══ Excerpt provided
OLTP Database & OLAP: PhD Thesis Overview Pt 2

In my last blog post, I presented an overview of OLTP and OLAP. I would now like to address two problems with OLTP database and OLAP that I have found in my research.

2 Problems with OLTP Database & OLAP

Problem 1: The OLTP database is not linked to the OLAP hypercube. The OLAP hypercube is unable to provide query details (by design). In general, this is ok for queries that are focused on trend analysis. But what about anomaly detection, outliers, forensics, or security? In these cases, a count of 1 is significant and the desire is to obtain quick details. This is called hypercube drill down. My solution to this problem is to link the OLAP hypercube cells to the OLTP database. The result is that each hypercube cell points to a linked list of data values. This does add additional processing to hypercube construction, but this additional processing is performed in constant time and thus does not significantly effect hypercube construction performance.

Problem 2: OLTP database construction is too slow. OLTP and OLAP are historically performed on Data Warehouses. That is, data at rest. This typically consists of End of Month processing. But the growth of the internet has resulted in constant, high speed input rates for OLTP. Examples would be Ethernet Traffic, RFID, Vehicular Traffic Analysis, and Web Site Traffic. The result is often times a consistent input rate of gigabits per second. OLTP databases cannot not keep up with such traffic. So I created a new kind of database (Stream Star Schema) that is designed to keep up with high speed traffic and provide OLTP details. Traditional OLTP databases are implemented as Star Schemas, that are optimized for disk space compression. The downside is that database insertion time is poor. My new kind of database (the Stream Star Schema) is optimized for insertion performance. The downside is that disk space usage is high. But this is ok since disks are so cheap now days.

Star Schema & Strings

In a Star Schema, all strings are stored in sorted tables to minimize the total number of strings. The cost is string table lookup which is log2(n).

In a Stream Star Schema, all strings are stored in a single global table that is NOT sorted.
Thus the global string table can contain duplicates. The cost of this technique is thus decreased disk space efficiency. But the benefit is that string table insertion is a constant.
Just add the string to the end of the table.

The end result is that Stream Star Schema insertion performance is constant as a function of database size. Correspondingly, Star Schema insertion performance is log2(n) and is thus a function of database size. Star Schema insertion performance thus decreases as the database size increases.

So I have now presented an overview of OLTP database and OLAP. I have also addressed problems with OLTP and OLAP that I have found in my research. My next blog post will present a list of projects and papers that currently comprise my PhD Thesis.
════
══ Data for analysis
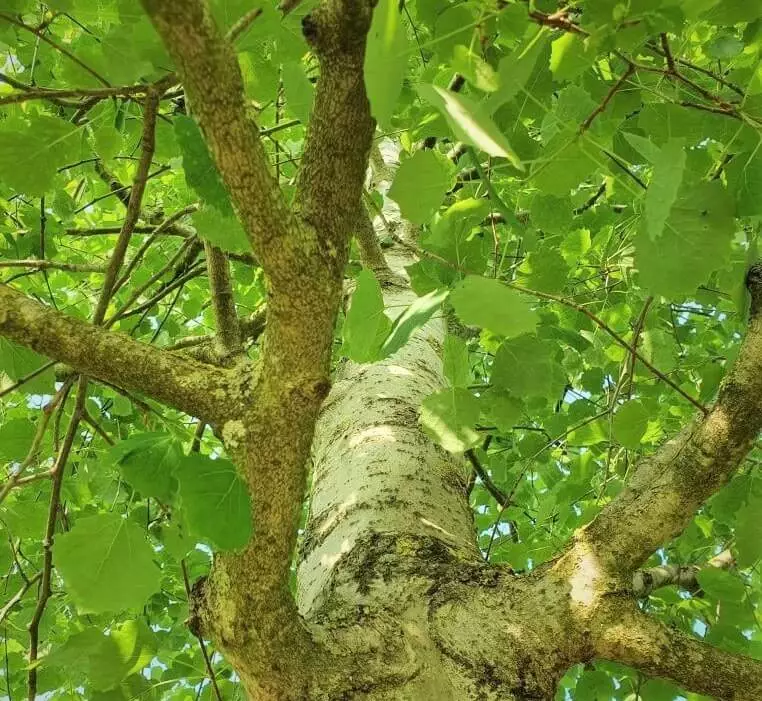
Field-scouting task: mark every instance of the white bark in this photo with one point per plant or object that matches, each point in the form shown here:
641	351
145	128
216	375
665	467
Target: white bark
375	471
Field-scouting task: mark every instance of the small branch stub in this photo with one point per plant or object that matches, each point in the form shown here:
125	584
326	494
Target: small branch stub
754	285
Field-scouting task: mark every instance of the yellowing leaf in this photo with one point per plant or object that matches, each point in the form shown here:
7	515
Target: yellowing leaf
470	123
386	59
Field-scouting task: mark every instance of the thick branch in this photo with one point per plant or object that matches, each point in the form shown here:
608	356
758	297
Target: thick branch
632	638
683	576
370	248
340	131
185	384
213	83
228	332
668	487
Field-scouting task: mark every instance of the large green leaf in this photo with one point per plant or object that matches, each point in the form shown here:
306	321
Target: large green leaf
366	325
485	302
386	58
695	241
421	184
148	461
470	122
201	173
449	417
630	424
32	151
527	367
221	230
215	501
664	186
106	659
413	318
107	564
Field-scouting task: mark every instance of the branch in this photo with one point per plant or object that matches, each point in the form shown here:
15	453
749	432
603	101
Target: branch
34	93
18	596
40	264
228	336
634	639
683	576
603	325
668	487
370	249
340	131
113	357
45	591
148	144
42	427
213	82
42	35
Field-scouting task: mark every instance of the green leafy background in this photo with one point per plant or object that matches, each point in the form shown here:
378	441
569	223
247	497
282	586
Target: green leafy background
640	205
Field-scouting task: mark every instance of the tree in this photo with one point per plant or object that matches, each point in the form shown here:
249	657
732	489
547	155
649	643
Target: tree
365	349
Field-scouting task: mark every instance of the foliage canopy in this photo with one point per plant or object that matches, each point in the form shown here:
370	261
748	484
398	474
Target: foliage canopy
591	188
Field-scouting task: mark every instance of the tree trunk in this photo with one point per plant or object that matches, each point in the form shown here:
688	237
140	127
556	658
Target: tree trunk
390	573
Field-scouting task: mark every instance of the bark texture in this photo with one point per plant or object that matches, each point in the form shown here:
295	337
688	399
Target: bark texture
393	598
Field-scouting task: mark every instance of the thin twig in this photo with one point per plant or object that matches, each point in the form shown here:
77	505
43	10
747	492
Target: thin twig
237	30
228	335
27	378
608	97
40	33
603	325
41	264
45	590
498	494
18	596
148	144
42	427
33	93
204	653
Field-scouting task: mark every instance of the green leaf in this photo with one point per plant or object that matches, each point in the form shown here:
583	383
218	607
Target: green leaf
526	367
744	174
223	231
630	424
16	438
565	162
724	46
469	122
106	659
515	69
299	91
32	151
475	69
485	302
412	319
366	325
664	186
551	214
647	148
215	501
457	368
17	362
570	56
386	59
695	241
148	461
544	270
421	184
200	170
721	584
449	418
501	408
749	534
106	564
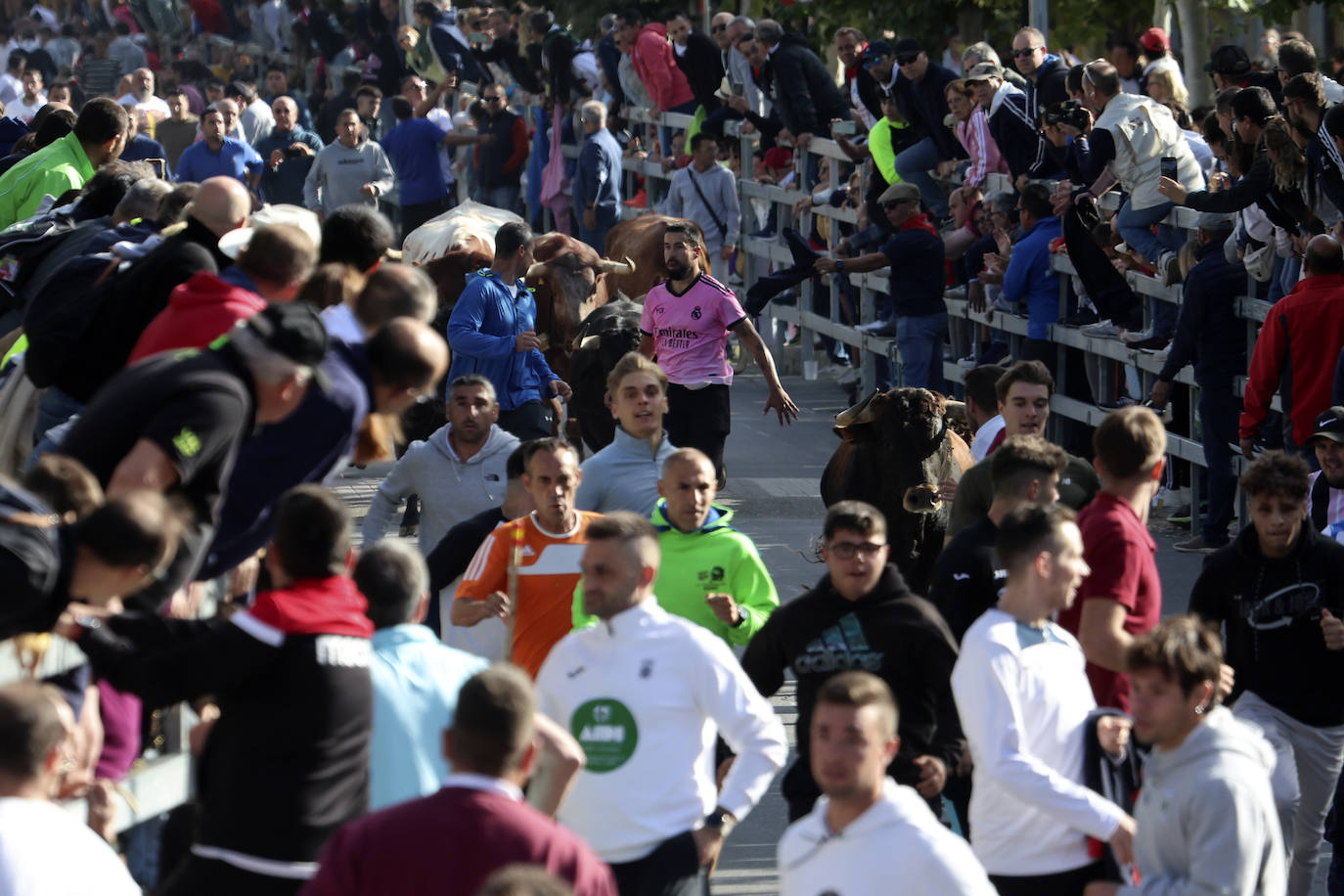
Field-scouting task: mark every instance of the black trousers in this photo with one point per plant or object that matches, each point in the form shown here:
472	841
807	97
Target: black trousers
1105	285
671	870
197	876
699	418
528	421
1069	882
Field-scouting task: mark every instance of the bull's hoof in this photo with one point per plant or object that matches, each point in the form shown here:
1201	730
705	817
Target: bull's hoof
922	499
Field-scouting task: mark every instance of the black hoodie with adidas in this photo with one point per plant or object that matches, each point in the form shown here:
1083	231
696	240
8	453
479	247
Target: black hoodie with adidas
891	633
1272	611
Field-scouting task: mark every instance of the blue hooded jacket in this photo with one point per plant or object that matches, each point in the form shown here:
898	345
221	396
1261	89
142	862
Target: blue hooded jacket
482	332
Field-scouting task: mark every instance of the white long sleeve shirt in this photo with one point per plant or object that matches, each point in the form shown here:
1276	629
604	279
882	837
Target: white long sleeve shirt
1023	697
646	694
895	840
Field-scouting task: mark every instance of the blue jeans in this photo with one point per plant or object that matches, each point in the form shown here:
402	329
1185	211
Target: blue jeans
915	164
919	344
1136	229
1218	413
503	198
606	218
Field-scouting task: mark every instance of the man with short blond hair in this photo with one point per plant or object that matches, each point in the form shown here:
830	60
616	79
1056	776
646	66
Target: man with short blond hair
1122	596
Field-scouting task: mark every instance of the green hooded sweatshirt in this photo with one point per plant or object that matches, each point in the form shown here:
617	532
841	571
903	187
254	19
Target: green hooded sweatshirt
714	559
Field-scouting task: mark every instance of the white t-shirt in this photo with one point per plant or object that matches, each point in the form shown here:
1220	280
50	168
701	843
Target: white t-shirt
45	850
24	112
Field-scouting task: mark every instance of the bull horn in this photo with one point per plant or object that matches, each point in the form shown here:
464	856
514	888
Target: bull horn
851	417
617	267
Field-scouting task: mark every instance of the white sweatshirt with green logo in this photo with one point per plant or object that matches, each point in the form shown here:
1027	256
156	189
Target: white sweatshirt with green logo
646	694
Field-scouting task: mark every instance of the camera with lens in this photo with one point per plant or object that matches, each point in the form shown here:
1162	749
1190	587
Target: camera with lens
1069	113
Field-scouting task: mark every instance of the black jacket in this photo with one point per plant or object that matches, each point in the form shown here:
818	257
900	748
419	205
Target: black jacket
135	298
805	94
1272	611
287	763
701	64
890	633
924	105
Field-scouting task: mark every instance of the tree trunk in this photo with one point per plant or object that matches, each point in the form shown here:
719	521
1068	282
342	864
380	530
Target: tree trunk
1193	28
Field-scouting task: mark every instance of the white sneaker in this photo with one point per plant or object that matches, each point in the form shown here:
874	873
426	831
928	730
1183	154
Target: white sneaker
1105	330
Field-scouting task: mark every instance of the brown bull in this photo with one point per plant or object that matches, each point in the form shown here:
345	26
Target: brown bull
567	280
640	240
895	448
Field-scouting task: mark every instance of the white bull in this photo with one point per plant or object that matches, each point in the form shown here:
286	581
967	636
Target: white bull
468	227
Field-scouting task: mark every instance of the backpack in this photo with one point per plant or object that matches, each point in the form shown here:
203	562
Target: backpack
57	320
24	247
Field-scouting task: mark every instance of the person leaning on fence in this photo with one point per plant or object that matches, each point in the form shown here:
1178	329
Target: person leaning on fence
1210	335
918	317
597	177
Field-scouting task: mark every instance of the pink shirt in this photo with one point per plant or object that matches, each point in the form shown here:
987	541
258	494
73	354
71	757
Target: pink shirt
691	331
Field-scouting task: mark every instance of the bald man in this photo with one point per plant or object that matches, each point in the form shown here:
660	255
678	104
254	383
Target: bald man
140	291
402	360
1297	349
288	154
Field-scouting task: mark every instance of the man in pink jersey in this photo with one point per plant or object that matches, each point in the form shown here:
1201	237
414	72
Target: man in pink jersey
686	326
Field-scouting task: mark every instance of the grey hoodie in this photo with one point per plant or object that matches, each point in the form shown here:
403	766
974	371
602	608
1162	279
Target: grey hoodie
450	490
1206	816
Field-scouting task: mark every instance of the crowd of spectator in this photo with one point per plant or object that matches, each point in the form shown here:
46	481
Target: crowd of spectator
207	321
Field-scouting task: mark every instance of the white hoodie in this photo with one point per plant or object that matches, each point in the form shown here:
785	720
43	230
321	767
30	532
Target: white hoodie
895	840
450	490
646	694
1206	816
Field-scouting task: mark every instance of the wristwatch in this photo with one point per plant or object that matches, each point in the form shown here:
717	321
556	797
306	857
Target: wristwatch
721	820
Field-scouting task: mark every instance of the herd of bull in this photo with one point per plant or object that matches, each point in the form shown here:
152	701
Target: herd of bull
895	446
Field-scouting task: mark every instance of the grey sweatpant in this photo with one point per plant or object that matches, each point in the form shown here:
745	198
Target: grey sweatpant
════
Work required -> Reproduce, word for word, the portion of the OLTP and OLAP post between "Problem 1: The" and "hypercube construction performance.", inclusive.

Answer box ->
Problem 1: The OLTP database is not linked to the OLAP hypercube. The OLAP hypercube is unable to provide query details (by design). In general, this is ok for queries that are focused on trend analysis. But what about anomaly detection, outliers, forensics, or security? In these cases, a count of 1 is significant and the desire is to obtain quick details. This is called hypercube drill down. My solution to this problem is to link the OLAP hypercube cells to the OLTP database. The result is that each hypercube cell points to a linked list of data values. This does add additional processing to hypercube construction, but this additional processing is performed in constant time and thus does not significantly effect hypercube construction performance.